Passage provided —
>> Begin

Updated: Jun 24, 2022

The Institute for Fiscal Studies (IFS) has published a report examining the spending patterns of current retirees. The report entitled “How does spending change through retirement?” uses data from the Living Costs and Food Survey, from 2006 to 2018.

According to the findings, the average spending of recent retirees with higher-than-average incomes increased through their 60s and 70s. The key findings included:

  1. On average, retirees’ total household spending per person remains relatively constant in real terms through retirement, increasing slightly at ages up to around age 80 and remaining flat or falling thereafter. For example, for those born in 1939–43, spending at age 67 was on average £245 per person per week, rising to £263 per person per week at age 75, a real (in CPI-adjusted terms) increase of 7%, or just under 1% per year. For those born in 1924–28, spending fell from £197 per person per week at age 82 to £185 at age 88, a fall of 6%, or around 1% per year.

  2. By contrast, average household income per person for retirees aged 62 and older is more clearly increasing in real (CPI-adjusted) terms as people age. This is driven by private pension incomes increasing faster than the Consumer Prices Index (CPI) and by increasing numbers of people receiving the state pension and disability benefits as they age.

  3. In conjunction with relatively constant spending, increasing incomes mean that more people save, and save at higher rates, as they age. For example, for those born in 1939–43, almost six-in-ten (59%) saved at age 67 but this rose to almost seven-in-ten (69%) by age 75. Over the same ages, the share of income saved by that group rose from 2% to 15%.

  4. The composition of spending changes as people age, with per-person spending on food inside the home and on motoring falling steadily, spending on holidays increasing up to age 80 and then decreasing, and spending on household services (which includes spending on home help and domestic cleaning) and household bills increasing in later years of retirement.

  5. There are differences in spending patterns across different types of households. Households with above-average incomes for their age and birth cohort have an increasing profile of spending in their 60s and 70s (for example, increasing by 7% between ages 67 and 75 for the 1939–43 birth cohort), with spending falling slightly for those in their 80s. On the other hand, those with incomes below median have a slightly declining age profile of spending in their 60s (with the 1939–43 birth cohort seeing a fall of 1% between ages 67 and 75) and spending remains flat at older ages.

>> End

Provided records —
>> Begin

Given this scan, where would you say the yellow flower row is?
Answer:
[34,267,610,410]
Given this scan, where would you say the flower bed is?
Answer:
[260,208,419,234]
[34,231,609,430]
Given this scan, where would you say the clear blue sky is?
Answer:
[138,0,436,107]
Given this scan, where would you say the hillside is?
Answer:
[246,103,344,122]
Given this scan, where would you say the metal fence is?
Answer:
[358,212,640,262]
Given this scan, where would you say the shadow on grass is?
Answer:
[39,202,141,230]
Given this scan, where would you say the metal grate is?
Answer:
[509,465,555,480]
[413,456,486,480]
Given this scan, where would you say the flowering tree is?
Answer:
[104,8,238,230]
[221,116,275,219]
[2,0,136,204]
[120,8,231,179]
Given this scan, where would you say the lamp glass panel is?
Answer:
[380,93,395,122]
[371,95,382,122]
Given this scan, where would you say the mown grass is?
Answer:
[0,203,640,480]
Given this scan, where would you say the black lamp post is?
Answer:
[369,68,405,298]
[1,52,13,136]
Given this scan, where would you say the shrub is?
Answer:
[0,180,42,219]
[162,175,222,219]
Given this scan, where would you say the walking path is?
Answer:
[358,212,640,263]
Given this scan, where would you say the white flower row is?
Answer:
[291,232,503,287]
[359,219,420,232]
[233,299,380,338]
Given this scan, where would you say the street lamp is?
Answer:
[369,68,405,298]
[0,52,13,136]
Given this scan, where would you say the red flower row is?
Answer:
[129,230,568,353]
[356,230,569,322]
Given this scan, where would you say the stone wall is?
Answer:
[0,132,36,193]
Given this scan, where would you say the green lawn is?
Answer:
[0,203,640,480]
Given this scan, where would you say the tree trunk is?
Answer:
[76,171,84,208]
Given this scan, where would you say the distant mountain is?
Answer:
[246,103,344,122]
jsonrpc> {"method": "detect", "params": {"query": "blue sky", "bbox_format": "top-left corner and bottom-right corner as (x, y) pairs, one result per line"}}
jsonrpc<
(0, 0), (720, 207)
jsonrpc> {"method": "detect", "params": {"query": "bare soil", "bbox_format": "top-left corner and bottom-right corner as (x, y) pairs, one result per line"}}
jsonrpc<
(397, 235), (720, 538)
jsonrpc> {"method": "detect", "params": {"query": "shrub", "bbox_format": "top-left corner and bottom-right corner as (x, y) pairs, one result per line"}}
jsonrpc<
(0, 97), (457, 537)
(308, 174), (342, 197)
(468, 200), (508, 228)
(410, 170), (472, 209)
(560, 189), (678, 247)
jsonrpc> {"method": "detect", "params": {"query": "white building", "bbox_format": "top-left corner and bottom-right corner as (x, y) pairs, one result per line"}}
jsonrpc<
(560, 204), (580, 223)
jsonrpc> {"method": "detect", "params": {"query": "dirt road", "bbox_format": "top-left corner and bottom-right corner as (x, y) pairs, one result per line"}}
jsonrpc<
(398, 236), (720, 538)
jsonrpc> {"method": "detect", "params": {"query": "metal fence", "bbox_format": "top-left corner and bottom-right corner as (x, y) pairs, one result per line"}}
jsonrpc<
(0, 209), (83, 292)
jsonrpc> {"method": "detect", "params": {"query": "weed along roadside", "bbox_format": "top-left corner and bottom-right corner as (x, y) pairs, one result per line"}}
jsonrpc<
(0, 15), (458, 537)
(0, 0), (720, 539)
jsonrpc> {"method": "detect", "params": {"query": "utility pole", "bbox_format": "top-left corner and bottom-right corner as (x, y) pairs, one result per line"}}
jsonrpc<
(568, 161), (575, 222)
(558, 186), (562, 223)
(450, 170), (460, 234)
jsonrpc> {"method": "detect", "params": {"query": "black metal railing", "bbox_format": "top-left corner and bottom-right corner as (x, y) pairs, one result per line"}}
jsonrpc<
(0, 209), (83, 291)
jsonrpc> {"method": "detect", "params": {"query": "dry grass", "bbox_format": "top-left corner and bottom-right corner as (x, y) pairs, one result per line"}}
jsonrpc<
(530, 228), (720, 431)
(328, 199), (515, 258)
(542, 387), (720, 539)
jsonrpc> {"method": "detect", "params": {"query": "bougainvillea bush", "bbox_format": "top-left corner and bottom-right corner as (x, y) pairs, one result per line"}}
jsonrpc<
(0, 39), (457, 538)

>> End
>> Begin

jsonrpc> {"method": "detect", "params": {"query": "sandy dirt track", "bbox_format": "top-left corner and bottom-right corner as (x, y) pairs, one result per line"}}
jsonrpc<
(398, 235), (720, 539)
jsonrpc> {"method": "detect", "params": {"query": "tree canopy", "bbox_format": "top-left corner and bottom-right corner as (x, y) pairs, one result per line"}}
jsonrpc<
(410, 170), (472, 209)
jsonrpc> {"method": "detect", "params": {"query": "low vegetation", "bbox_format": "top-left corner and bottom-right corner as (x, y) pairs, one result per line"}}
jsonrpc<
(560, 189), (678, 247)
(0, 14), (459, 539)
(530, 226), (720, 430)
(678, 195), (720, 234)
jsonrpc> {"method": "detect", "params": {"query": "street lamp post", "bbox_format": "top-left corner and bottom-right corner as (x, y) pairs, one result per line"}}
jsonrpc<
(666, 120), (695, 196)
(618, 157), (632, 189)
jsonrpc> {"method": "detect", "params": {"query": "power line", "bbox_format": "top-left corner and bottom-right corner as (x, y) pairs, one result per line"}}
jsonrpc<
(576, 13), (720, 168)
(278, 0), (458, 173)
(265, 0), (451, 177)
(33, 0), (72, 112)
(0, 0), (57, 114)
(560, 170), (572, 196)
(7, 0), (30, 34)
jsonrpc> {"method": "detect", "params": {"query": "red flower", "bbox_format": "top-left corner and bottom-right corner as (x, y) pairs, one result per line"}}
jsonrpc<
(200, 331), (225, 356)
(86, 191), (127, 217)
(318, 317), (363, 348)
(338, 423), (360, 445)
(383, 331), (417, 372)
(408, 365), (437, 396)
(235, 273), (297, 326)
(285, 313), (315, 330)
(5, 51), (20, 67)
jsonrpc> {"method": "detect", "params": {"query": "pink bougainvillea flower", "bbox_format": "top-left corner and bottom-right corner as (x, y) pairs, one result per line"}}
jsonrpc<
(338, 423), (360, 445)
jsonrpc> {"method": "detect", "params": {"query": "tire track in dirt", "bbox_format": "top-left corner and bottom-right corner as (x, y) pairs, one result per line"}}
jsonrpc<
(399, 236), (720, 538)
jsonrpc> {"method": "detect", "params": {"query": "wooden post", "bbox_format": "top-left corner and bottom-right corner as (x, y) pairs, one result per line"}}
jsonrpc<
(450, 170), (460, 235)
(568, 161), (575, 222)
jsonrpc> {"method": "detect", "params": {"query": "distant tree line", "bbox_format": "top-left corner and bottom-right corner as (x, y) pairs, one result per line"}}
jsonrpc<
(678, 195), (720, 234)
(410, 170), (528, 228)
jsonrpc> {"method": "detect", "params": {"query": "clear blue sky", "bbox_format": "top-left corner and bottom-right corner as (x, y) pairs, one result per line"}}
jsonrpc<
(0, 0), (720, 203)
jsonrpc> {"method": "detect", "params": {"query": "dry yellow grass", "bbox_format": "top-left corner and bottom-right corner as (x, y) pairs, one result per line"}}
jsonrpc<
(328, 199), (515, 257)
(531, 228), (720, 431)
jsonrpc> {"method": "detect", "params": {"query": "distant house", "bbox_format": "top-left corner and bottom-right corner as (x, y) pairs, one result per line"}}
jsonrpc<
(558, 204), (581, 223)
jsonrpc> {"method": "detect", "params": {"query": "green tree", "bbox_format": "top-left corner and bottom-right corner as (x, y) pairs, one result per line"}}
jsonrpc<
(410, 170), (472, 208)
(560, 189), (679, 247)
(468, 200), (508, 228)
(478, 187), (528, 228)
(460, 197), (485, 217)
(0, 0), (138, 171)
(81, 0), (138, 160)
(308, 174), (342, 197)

>> End

Exercise objective — In the passage on retiree spending, what share of income did the 1939–43 birth cohort save at age 75?

Result of this exercise — 15%